Extracted data entries
§

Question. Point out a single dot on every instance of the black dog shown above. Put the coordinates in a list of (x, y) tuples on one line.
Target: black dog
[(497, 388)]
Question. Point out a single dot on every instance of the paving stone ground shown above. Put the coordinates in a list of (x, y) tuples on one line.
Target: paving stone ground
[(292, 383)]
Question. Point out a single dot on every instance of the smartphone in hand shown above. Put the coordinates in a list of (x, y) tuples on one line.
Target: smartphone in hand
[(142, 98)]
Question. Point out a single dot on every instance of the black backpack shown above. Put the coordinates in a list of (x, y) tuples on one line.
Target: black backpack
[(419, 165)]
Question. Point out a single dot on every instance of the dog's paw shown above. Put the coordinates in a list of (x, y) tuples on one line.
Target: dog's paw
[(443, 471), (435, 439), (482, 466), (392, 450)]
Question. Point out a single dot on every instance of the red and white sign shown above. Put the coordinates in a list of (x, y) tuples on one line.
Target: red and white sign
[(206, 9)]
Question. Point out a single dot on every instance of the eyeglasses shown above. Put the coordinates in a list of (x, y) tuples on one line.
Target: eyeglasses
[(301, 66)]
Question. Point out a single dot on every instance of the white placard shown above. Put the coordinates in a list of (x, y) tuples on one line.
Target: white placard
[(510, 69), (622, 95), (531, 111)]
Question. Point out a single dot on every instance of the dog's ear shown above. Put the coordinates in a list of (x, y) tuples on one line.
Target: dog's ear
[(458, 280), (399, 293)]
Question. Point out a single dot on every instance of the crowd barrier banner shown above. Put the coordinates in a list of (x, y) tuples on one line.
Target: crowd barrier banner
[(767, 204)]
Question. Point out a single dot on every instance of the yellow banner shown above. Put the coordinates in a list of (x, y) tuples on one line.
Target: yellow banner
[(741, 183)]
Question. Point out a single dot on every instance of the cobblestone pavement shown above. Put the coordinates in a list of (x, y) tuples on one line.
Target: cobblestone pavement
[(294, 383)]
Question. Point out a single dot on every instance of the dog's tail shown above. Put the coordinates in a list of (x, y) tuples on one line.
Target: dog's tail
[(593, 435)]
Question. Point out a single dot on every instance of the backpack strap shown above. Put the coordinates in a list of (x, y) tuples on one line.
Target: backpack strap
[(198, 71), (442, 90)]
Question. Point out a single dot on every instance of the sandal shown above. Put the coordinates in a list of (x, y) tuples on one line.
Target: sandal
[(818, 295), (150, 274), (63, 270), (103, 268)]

§

### Your assignment
Copy out every record again, letter for letter.

### Written reply
Question. Point out a single dot on every instance of the black dog shown above. Put the coordinates in a list of (x, y) tuples on one line.
Target: black dog
[(497, 388)]
Question. Point out a single dot on every instance of the paving stone ground shown above. Put the coordinates in a list of (x, y) tuples on one line.
Target: paving stone ground
[(292, 383)]
Question. Point out a single dot on every instance of the smartphone in hand shown above. Put the coordinates in a list of (x, y) tuples on one line.
Target: smartphone in hand
[(142, 98)]
Question. Point out a single dot on every instance of the black backpack shown above. Put the coordinates in a list of (x, y) tuples on one line.
Target: black backpack
[(419, 165)]
Question. Point out a single dot on every instance of the dog's paw shown above. Put the coordinates in a list of (x, y) tuples on one line.
Target: dog's paw
[(443, 471), (435, 439), (482, 466), (392, 450)]
Question. Point out a single dot on every instance of the red and white sign shown above. Put the coordinates in a list of (x, y) tuples on one line.
Target: red and white sign
[(206, 9)]
Question. Point out a single dot on every instance of the eyeglasses shown above. Put the coordinates in a list of (x, y) tuples on one line.
Target: eyeglasses
[(301, 66)]
Question. Point out a single dot on every instance of the white placard shown above. Put the coordinates in a list of (x, y) tuples on one line.
Target: white placard
[(510, 69), (622, 95), (531, 111)]
Question. Point out a single dot on every instance of the dog's ear shown above. Put the coordinates in a list of (x, y) tuples on one line.
Target: dog's ear
[(458, 280), (399, 293)]
Question. Point out a single dot on every instance of the crowd barrier banner shown above. Put the coordinates in a list of (x, y) tuples on one line.
Target: crowd barrier banner
[(767, 204)]
Question. Point out a single dot on every instance of the yellow banner shown above. Put the coordinates in a list of (x, y) tuples on one line.
Target: yellow banner
[(741, 183)]
Question. Point out a single dot on every instance of the cobblestone pavement shown above. Put the coordinates in a list of (x, y) tuples on one line.
Target: cobblestone pavement
[(294, 383)]
Question. Point out a single dot on every instance of the dog's tail shown above. Put the coordinates in a list of (x, y) tuples on one line.
Target: dog's tail
[(593, 435)]
Question. Point out a single dot on every instance of the backpack strap shown above. Put the coordinates in a list of (x, y) tuples on one line.
Target: backpack strap
[(198, 71), (442, 90)]
Question. Point out a single dot on every instance of the sandal shown above. Put the coordinates in a list of (x, y) tuples on one line.
Target: sandal
[(818, 295), (150, 274), (63, 270), (103, 268)]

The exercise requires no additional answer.